** Exercise directions **
Locate the line that contains "of the pointed" in the entries below. Retype it and all following lines through the final one, character for character.

** Data records **
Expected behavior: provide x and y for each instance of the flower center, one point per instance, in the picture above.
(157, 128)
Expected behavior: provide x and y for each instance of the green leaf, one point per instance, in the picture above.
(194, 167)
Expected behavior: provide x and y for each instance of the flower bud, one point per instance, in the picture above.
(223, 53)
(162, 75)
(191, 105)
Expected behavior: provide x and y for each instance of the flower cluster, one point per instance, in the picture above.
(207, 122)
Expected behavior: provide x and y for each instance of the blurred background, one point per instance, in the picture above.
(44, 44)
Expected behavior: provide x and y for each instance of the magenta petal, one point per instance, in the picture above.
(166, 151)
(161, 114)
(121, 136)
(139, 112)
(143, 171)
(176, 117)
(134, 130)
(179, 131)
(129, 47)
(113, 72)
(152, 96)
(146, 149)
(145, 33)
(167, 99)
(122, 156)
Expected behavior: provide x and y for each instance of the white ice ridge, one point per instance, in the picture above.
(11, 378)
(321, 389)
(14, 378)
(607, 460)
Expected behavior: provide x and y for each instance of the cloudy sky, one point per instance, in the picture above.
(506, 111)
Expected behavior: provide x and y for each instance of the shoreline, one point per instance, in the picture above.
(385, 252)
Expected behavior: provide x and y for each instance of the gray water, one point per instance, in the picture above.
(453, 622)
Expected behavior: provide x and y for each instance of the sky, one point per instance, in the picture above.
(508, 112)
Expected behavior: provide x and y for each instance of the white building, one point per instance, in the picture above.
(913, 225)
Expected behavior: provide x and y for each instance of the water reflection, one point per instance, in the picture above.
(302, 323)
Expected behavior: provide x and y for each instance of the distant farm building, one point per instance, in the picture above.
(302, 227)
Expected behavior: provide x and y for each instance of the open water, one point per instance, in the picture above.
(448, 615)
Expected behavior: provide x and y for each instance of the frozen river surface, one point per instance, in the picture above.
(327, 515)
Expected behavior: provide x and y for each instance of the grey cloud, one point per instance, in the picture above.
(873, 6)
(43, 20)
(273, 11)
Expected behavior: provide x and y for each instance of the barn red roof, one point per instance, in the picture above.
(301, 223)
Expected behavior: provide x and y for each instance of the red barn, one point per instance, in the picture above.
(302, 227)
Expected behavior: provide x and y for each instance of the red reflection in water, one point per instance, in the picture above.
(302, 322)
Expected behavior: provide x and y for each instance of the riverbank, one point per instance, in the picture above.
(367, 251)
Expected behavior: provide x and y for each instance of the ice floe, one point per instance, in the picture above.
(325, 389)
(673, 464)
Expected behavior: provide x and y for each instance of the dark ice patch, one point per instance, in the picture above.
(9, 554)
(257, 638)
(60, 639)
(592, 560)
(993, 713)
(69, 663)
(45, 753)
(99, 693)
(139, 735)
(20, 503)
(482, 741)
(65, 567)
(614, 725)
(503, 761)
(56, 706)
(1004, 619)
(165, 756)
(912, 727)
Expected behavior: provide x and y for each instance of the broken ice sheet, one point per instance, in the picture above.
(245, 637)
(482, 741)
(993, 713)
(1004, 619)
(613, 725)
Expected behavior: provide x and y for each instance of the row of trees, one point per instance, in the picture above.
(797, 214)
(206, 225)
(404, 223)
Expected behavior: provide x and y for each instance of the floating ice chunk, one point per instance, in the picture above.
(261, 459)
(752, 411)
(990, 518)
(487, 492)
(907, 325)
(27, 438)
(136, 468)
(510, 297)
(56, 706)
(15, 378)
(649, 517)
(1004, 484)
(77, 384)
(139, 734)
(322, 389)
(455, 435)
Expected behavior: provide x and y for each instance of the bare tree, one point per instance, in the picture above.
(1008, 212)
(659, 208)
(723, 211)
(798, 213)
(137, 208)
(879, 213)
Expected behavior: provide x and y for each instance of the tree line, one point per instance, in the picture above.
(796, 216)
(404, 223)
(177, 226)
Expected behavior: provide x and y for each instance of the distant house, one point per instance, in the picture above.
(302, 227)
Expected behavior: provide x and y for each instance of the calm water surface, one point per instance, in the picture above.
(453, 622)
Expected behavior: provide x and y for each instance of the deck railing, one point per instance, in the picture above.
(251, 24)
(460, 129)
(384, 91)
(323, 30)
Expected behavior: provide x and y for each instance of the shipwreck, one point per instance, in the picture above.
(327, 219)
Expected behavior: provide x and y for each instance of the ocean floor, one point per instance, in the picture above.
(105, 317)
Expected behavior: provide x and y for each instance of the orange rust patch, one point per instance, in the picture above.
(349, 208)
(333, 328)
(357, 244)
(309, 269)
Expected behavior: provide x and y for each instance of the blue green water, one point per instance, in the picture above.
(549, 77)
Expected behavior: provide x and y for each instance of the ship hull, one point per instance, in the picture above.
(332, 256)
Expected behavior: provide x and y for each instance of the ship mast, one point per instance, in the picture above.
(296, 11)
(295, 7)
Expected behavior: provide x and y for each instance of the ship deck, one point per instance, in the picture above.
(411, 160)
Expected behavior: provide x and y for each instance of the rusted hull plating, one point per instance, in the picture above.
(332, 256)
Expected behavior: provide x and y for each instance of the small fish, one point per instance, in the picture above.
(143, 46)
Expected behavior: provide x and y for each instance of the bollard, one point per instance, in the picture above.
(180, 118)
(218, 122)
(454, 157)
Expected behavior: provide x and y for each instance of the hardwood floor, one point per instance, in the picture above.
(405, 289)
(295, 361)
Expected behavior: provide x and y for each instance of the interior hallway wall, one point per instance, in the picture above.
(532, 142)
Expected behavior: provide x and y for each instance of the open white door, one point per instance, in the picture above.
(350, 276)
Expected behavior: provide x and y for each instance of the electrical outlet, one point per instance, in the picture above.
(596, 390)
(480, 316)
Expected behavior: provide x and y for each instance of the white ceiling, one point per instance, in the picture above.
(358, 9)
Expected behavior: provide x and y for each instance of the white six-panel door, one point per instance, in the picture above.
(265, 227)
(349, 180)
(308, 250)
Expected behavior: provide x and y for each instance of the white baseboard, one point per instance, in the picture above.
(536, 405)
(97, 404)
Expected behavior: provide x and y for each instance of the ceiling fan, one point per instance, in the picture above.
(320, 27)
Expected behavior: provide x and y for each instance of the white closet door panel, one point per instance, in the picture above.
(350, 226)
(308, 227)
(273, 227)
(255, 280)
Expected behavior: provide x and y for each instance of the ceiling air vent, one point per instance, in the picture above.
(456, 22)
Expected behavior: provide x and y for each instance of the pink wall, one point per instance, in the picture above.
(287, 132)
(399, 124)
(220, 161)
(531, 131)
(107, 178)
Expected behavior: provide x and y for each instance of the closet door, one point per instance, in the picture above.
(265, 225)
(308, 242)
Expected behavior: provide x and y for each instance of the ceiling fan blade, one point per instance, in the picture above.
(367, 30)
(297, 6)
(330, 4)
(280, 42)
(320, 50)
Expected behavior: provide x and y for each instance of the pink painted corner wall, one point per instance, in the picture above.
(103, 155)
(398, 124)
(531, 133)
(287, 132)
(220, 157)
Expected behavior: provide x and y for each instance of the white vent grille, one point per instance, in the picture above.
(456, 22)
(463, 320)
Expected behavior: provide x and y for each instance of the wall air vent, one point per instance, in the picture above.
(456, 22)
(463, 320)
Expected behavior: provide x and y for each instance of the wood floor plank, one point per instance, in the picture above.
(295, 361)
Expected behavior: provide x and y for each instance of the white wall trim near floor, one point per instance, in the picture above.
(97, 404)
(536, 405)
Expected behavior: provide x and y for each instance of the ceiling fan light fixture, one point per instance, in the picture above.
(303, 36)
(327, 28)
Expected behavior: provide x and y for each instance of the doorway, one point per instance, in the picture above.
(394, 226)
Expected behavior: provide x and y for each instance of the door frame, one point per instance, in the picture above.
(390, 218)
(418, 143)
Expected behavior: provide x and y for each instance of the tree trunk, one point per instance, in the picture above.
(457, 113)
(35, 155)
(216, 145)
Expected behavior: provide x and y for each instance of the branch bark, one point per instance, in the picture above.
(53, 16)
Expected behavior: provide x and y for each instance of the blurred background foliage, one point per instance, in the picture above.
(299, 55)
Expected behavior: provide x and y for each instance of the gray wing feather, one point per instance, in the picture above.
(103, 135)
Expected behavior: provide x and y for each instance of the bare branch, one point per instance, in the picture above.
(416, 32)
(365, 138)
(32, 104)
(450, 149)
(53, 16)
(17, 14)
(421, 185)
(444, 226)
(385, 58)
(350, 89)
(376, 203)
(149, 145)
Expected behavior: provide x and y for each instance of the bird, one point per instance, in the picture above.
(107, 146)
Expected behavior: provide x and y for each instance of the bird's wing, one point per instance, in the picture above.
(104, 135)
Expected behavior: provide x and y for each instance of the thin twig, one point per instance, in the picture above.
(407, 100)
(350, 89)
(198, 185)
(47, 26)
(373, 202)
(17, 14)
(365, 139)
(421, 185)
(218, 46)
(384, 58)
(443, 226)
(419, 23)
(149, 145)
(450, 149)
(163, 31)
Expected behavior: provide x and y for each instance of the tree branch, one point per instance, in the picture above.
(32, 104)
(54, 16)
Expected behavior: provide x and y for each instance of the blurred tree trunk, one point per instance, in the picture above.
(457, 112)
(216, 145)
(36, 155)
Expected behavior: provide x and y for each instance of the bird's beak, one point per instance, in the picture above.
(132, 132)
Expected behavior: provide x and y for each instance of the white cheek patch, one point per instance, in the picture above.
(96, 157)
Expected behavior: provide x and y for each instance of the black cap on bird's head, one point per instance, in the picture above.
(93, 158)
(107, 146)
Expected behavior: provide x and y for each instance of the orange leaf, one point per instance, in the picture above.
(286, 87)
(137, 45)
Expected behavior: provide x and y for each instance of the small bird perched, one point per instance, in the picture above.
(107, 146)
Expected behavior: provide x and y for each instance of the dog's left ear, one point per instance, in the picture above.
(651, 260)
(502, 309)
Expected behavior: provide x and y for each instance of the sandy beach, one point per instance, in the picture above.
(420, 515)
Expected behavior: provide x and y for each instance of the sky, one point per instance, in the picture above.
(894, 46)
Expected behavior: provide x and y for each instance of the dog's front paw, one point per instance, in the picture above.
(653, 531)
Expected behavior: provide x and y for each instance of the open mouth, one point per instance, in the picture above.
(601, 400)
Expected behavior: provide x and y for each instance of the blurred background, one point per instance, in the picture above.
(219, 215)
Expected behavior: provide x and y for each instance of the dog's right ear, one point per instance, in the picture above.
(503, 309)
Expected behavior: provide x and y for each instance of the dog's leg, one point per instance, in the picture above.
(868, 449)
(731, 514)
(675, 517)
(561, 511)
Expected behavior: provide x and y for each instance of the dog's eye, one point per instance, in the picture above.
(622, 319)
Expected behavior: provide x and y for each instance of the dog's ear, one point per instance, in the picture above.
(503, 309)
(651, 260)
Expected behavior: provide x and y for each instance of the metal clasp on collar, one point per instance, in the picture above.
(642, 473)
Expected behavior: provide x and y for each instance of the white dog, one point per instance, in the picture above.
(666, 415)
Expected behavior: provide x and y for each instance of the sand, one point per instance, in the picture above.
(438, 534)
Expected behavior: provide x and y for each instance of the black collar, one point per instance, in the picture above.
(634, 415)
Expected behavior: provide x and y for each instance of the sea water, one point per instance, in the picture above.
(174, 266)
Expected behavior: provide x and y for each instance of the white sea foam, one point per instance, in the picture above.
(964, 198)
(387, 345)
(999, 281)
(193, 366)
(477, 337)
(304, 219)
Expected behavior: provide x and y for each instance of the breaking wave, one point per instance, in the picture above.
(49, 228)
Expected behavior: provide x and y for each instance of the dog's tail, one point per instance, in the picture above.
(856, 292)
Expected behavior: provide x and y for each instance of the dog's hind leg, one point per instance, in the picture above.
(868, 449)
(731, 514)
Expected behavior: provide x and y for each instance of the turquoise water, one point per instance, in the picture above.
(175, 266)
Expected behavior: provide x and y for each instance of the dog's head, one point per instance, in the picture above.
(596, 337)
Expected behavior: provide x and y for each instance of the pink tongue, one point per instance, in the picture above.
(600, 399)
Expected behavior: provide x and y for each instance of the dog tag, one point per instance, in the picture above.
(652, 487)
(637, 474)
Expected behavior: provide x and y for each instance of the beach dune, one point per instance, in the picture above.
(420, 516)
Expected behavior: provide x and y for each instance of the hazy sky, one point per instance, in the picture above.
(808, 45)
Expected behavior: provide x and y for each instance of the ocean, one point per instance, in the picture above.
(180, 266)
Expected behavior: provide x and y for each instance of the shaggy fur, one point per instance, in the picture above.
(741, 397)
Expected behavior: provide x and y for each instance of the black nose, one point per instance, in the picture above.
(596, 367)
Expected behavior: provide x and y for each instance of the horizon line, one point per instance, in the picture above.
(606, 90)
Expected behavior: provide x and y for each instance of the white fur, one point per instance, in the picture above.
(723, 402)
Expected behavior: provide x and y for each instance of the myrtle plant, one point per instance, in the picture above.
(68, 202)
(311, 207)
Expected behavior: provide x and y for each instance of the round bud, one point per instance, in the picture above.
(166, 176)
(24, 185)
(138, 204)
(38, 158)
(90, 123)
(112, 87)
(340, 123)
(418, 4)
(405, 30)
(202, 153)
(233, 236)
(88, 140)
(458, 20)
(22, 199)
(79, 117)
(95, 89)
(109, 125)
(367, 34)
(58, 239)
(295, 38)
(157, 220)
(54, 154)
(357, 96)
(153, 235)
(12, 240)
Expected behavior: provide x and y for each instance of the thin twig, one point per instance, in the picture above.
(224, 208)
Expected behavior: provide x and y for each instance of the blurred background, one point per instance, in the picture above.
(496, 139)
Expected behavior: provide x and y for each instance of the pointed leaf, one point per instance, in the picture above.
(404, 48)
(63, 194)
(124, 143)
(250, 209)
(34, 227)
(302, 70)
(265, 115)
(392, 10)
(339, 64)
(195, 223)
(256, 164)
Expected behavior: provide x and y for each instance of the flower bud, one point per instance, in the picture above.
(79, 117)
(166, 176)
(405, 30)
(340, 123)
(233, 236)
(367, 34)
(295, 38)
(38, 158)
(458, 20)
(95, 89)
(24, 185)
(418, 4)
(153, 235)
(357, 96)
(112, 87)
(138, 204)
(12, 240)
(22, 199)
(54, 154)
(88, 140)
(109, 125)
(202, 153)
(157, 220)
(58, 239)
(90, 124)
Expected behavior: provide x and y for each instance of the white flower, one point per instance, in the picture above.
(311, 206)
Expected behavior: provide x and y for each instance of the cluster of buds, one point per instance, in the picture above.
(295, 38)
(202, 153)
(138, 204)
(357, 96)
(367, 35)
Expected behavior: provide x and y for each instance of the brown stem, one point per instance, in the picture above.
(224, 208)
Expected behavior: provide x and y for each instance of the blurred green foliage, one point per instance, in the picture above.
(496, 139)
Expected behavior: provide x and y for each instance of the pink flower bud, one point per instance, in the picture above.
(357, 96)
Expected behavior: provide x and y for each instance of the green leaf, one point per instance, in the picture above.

** Finished task **
Expected behavior: provide x and y for each instance of the pointed leaf, one point per instance, in the picture above.
(404, 48)
(63, 194)
(124, 143)
(250, 209)
(34, 227)
(302, 70)
(265, 115)
(392, 10)
(339, 64)
(195, 223)
(256, 164)
Expected behavior: provide x and y for each instance of the flower bud, one point per instance, in the picture above.
(79, 117)
(166, 176)
(405, 30)
(340, 123)
(233, 236)
(367, 34)
(295, 38)
(38, 158)
(458, 20)
(95, 89)
(24, 185)
(418, 4)
(153, 235)
(357, 96)
(112, 87)
(138, 204)
(12, 240)
(22, 199)
(54, 154)
(88, 140)
(109, 125)
(202, 153)
(157, 220)
(58, 239)
(90, 124)
Expected behavior: provide x and y for each instance of the white flower, one point per instance, in the picture above.
(311, 206)
Expected behavior: provide x and y for each instance of the cluster of buds, one point per instance, in the picture above.
(295, 38)
(202, 153)
(138, 204)
(357, 96)
(367, 35)
Expected behavior: provide x and y for each instance of the brown stem, one point per instance, in the picture above.
(224, 208)
Expected behavior: provide x and y for each instance of the blurred green foliage, one point per instance, in the picture above.
(496, 139)
Expected behavior: provide x and y for each instance of the pink flower bud, one point per instance, in the picture above.
(357, 96)
Expected behavior: provide x and y for each instance of the green leaf, one point per instance, in the picture above.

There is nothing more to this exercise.